**Brano fornito:**

▼▼▼

Dato che mi chiamo Bianca alla fine ha vinto quella di colore bianco, ma non è questo il punto dell’articolo, ma fare alcune riflessioni su come ci vediamo allo specchio e da fuori nelle fotografie.
Sto’ leggendo un libro su come crearsi la propria dieta, anzi il regime alimentare personale che ci consenta di rimanere in salute, senza eccedere con il peso, il tutto senza dover lottare con rinunce e con la bilancia. In realtà non è facile, ma nel libro emergono alcuni temi che sono molto simili a come affrontiamo la transizione e che secondo me possono far riflettere.
Obiettivi:
“Piuttosto che fissarvi degli obiettivi, assumete abitudini che conserverete per tutta la vita. Gli obiettivi, spiegano gli psicologi, sono di ostacolo alla felicità. Ci diciamo: «Una volta raggiunto il mio scopo sarò felice e potrò finalmente rilassarmi». Ma gli obiettivi sono come i conflitti, degli aut aut: o il raggiungete o fallite. Ecco che il sistema "il metodo prima di tutto" vi fornisce l'antidoto: non aspettate di arrivare al vostro peso forma per essere felici, ma siate felici mentre lo raggiungete. Numerosi maratoneti si allenano per mesi, ma appena terminata la competizione smettono di farlo. Non c
‘è più la gara a motivarli, così tornano alla quotidianità di prima. Dimenticatevi quindi l'obiettivo e concentratevi sul processo. Poco importa come pensate di farlo: il solo modo per farcela è migliorarvi, un giorno dopo l'altro. Il risultato, invece, arriverà da sé. Gli obiettivi sono ottimi per darsi una direzione, ma per fare progressi è meglio avere un metodo. Ogni abitudine, per quanto appaia insignificante, per quanto migliori solo di un centesimo la vostra quotidianità, è come un atomo: combinata con altre, vi condurrà a grandi cambiamenti.

▲▲▲

**Estratti del materiale:**
▼▼▼

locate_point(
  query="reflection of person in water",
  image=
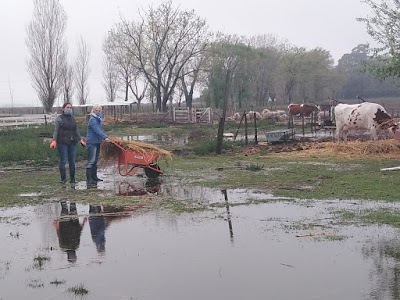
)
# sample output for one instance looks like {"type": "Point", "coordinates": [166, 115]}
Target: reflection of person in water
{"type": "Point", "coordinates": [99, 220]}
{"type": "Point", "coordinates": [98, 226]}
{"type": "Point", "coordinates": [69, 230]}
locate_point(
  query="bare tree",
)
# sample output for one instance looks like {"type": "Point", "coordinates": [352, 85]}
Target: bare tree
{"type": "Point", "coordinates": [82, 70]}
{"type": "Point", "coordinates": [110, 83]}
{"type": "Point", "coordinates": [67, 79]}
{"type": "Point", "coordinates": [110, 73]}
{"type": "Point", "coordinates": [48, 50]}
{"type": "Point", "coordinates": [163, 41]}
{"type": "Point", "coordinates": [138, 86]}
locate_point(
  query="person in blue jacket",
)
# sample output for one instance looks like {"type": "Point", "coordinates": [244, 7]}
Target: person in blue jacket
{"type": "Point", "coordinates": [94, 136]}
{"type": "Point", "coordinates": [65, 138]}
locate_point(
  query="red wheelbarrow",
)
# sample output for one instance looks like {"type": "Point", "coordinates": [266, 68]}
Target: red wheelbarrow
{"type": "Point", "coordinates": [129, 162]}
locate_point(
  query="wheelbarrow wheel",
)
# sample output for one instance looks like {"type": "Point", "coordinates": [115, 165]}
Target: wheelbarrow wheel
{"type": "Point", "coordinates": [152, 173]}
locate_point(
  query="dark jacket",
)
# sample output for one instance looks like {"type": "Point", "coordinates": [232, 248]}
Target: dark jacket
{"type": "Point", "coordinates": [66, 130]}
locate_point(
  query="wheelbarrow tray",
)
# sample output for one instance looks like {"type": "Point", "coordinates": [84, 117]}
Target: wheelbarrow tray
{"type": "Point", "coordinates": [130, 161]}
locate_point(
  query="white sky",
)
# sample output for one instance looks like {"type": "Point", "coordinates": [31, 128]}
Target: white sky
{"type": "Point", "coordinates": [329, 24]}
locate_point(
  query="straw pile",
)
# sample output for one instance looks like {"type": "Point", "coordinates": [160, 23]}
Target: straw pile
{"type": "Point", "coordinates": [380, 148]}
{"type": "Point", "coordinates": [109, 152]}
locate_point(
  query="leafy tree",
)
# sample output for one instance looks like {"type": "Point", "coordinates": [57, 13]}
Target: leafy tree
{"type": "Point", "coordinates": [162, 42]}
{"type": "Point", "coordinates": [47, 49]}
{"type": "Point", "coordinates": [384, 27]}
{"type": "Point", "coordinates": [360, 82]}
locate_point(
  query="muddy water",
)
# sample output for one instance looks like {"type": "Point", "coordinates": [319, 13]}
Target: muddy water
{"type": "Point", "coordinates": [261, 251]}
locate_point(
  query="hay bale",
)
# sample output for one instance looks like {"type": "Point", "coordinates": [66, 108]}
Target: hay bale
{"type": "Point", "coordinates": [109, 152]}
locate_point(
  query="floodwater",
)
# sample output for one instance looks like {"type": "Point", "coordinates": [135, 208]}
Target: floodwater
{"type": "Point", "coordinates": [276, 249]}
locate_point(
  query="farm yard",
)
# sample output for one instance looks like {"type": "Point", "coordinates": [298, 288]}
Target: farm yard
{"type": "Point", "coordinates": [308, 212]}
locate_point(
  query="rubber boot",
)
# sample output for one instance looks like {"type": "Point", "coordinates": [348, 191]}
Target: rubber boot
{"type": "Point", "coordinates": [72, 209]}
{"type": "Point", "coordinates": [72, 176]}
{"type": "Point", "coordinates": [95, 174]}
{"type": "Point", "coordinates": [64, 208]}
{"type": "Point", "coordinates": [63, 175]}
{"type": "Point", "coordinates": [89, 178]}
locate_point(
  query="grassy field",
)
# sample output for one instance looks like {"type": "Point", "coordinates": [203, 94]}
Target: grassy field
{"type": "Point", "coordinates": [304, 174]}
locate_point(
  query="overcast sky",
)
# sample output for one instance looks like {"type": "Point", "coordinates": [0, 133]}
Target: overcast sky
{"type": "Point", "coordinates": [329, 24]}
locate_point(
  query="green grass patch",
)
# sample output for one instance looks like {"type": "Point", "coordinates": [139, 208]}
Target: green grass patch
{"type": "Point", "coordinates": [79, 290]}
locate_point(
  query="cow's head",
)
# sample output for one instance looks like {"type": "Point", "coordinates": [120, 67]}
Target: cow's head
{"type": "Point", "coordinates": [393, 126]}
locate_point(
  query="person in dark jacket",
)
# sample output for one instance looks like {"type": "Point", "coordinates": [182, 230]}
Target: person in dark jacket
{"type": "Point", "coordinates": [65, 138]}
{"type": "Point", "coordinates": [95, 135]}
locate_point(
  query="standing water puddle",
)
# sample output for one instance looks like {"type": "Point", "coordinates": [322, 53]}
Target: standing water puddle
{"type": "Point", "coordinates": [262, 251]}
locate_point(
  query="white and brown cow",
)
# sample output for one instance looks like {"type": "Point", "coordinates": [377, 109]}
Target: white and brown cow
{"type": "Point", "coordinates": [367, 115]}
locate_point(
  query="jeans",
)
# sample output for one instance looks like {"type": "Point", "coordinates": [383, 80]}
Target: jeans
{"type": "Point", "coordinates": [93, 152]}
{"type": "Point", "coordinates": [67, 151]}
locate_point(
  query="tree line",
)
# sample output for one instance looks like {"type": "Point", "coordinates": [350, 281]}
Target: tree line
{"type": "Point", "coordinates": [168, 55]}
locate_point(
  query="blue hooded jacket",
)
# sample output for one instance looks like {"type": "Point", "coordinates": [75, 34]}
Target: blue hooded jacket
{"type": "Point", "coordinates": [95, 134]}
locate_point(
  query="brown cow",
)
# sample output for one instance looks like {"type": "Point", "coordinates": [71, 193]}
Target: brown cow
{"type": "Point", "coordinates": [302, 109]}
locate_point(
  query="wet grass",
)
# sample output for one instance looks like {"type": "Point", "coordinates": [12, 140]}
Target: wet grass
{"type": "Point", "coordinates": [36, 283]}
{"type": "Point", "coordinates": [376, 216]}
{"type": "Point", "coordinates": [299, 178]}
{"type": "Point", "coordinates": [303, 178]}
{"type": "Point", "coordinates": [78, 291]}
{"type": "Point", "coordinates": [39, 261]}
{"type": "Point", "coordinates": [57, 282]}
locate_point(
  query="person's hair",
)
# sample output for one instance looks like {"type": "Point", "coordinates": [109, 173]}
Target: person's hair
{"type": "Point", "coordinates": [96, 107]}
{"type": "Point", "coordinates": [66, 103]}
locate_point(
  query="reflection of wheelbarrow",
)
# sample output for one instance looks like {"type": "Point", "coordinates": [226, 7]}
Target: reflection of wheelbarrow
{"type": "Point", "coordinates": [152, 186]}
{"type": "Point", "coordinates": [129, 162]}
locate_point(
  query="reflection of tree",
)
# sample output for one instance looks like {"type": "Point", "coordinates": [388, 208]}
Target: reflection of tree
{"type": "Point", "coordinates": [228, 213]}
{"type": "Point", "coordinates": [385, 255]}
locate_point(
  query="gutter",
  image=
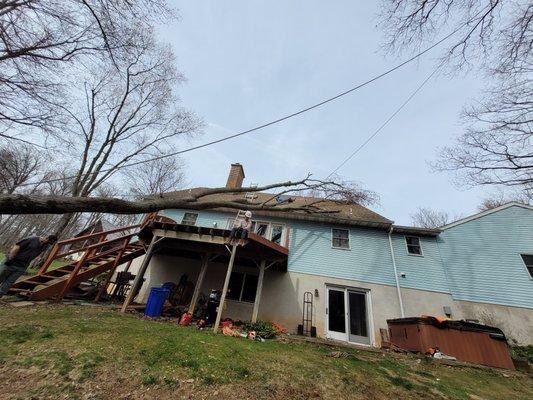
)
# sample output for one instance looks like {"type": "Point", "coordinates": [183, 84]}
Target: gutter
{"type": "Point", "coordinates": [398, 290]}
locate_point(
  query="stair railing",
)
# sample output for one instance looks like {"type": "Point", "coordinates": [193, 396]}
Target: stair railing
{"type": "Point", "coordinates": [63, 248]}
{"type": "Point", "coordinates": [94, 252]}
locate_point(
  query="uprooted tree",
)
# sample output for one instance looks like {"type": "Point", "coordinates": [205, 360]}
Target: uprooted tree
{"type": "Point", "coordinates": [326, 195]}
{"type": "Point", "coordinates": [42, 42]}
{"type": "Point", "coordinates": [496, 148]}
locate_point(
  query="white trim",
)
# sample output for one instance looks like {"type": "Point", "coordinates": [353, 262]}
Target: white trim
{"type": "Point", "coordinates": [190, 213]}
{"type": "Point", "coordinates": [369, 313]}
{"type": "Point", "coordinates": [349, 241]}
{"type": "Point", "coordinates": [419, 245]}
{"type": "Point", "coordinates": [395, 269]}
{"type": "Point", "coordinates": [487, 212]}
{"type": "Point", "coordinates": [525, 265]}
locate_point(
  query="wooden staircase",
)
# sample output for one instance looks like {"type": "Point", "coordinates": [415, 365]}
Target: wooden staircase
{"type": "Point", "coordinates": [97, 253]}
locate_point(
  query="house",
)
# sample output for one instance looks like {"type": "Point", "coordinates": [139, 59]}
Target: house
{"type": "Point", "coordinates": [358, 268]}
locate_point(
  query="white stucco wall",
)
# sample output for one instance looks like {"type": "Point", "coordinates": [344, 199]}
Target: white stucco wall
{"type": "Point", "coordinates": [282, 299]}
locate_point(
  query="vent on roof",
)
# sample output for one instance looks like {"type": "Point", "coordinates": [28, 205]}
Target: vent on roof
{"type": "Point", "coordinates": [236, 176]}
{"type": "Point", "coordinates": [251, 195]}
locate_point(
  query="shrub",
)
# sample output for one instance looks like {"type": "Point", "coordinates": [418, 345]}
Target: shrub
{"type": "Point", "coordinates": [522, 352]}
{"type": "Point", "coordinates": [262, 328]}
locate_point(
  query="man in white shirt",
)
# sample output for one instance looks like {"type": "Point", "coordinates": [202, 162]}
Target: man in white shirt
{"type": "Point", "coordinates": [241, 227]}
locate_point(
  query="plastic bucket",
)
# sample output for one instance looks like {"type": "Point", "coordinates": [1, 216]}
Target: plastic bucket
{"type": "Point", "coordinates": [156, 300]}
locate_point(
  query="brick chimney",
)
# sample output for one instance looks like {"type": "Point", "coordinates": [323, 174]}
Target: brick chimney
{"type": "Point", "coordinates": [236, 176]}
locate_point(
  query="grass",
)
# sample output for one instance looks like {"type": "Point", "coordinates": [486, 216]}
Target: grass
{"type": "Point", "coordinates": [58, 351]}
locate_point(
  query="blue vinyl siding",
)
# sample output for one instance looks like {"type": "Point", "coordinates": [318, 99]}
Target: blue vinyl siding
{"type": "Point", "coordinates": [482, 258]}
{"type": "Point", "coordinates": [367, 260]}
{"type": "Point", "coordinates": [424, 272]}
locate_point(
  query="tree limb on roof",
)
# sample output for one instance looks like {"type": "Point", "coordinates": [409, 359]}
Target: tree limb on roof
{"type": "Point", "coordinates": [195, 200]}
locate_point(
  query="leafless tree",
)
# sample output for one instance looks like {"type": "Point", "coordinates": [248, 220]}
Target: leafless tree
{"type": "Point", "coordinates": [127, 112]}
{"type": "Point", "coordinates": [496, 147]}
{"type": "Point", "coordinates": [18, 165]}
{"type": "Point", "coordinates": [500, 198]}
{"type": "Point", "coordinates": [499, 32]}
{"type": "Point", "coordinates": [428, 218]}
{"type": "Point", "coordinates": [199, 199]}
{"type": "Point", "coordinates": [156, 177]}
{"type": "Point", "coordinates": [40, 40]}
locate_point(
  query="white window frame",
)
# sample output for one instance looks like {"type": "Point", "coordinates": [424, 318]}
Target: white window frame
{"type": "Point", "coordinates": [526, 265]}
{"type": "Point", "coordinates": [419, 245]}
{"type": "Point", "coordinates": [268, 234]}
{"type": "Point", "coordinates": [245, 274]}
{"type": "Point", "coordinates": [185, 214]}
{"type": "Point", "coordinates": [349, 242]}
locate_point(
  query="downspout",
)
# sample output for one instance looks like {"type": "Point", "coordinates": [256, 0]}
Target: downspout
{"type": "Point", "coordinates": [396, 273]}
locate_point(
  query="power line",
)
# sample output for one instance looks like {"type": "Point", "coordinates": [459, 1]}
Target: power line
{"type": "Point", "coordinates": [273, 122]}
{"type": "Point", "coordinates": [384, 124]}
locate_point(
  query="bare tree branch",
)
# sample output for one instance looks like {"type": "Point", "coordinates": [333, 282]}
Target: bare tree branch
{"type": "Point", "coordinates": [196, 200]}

▲▲▲

**Istruzioni del compito:**
Prosegui il brano sugli obiettivi e le abitudini partendo dalla sua ultima frase. Il materiale non è necessario per svolgere il lavoro.

**Risultato del compito:**
“
L’altra sera ho fatto un’aperitivo con un’amica trans, ci siamo scambiate un sacco di impressioni e notizie varie. Uno degli argomenti riguardava gli abiti e che ad esempio una canotta con ampio scollo ci fa vedere una donna, mentre una con girocollo ci dia un’immagine più maschile, cosa che ovviamente non ci piace. Forse però questa differenza di pochi centimetri in un capo di abbigliamento la vediamo solo noi. Da parte mia ho ancora qualche difficoltà a indossare delle t-shirt non scollate, quando le indosso sento mancare il respiro. Se però è una t-shirt tecnica, tipo quelle di Decathlon e di colore fucsia non ho questo effetto.
Un’altro tema è stato quello di vedersi allo specchio e confrontarsi. Nel libro si parla di una donna anoressica e una leggermente sovrappeso. Mostrate a entrambe le fotografie la donna anoressica si vedeva più grassa di quella sovrappeso. Mi ha dato da pensare a come ci vediamo di fronte a uno specchio e sicuramente non vediamo la realtà se abbiamo delle cose da risolvere.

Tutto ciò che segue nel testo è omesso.